**Passage**:
Last week at this time, Kitty and I were wending our way across Pennsylvania, coming home from this year's World Fantasy Convention in Columbus, Ohio. So this week, I thought I'd mention a couple of convention highlights before they recede into my memory.
Convention panels, I find, are hit-or-miss. Sometimes you get a really super-fantastic panel that's into having a conversation about the topic, both with each other and with the audience; and sometimes you get a panel with a blowhard who considers himself an expert on the topic and/or simply doesn't know when to shut up. My editor Suzu Strayer, who attended the conference with me, chalks some of this up to a lack of intellectual rigor: panelists, she maintains, should be required to back up their assertions by citing facts. That sounds like an awful lot of work to me. All I really expect from a panel is to have my thought processes kicked a little -- and to be entertained.
Now that my criteria for judging have been established, my two favorite panels (besides the one I was on) at this year's convention were "Fantasy and Music" and "Atheist Fantasy: Is God Dead?"
First, the music panel. The entertainment factor was established from the outset, when the panelists "tuned up" vocally. That was followed by a discussion of the way writers use music in their works of fantasy. I picked up one tip that I wish I'd known about before I wrote SwanSong: Mercedes Lackey puts the full lyrics to the songs her characters sing at the back of each novel, and only uses pertinent portions of each song in the main part of the story. That was followed by a discussion of authors, or fans, who have written music to go along with the songs in novels.
I was fascinated by a quick mention by Fred Durbin (I think) of the Shepard tone, which sent me Googling because I had never heard of it before. It's an aural illusion akin to Escher's famous staircase to nowhere -- you think you hear the music going up and up, endlessly, but it's not. (Here's more info on it, and how it was used in a Super Mario game.)

**Provided data**:
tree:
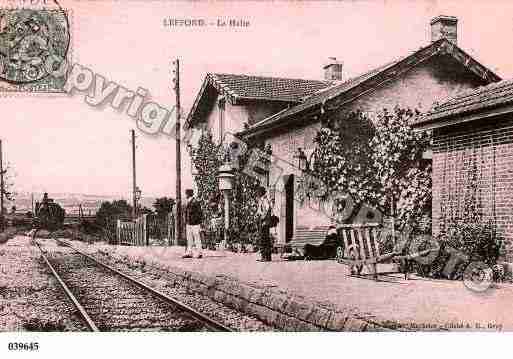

**Task list**:
(a) Translate this sentence from the World Fantasy Convention post into Spanish: "Convention panels, I find, are hit-or-miss."
(b) Answer these questions from the World Fantasy Convention post:
(i) In which city was this year's World Fantasy Convention held?
(ii) What does the editor say panelists should be required to do?
(iii) What does Mercedes Lackey put at the back of each novel?
(c) Pick up the World Fantasy Convention post right after its last sentence and keep writing in the same voice.

**Set of answers**:
(a) Los paneles de las convenciones, según mi experiencia, a veces salen bien y a veces no.

(b)
(i) Columbus, Ohio.
(ii) Back up their assertions by citing facts.
(iii) The full lyrics to the songs her characters sing.

(c)
In nearly the same breath, he went on to talk about the tritone or devil's tone, known musically as an augmented 4th or diminished 5th. This is created by playing two notes together -- say, a C and an F# -- that create dissonance, a sound that leaves you dying for resolution to a prettier chord. (Wikipedia has some examples here, if you'd like to take a listen. Mental Floss has a much less technical discussion here.) Back in the Middle Ages, the Church prohibited the use of the tritone, as much because it was difficult to play as anything else. Today, you hear it a lot in heavy metal music and the blues, as well as in classical pieces when the composer is after something sinister.
Speaking of the Church: the atheist fantasy panel was scheduled, aptly, for Sunday morning. The question here is that if your world is full of good and evil, or even people who act on moral values, do you need to have gods in your story? Of course, someone can be morally good yet not be religious; morals are societal constructs that religion simply enforces. But if you have a character who is religious, do you have to have the gods show up? In the Pipe Woman Chronicles, my answer was yes; that was pretty much the point of the whole series. But in a different type of story, of course, the gods never have to make an appearance at all. The panel gave me some points to ponder for future novels.
And speaking of future novels, Suzu and I took a side trip on Saturday morning to find some mounds. Our first stop was the Shrum Mound, an Adena burial site in Columbus. The Adena lived from about 1000 B.C. to about 100 A.D., before the Hopewell, who built the Newark Earthworks. The Shrum Mound isn't on anybody's list of significant sites, but we thought it felt peaceful.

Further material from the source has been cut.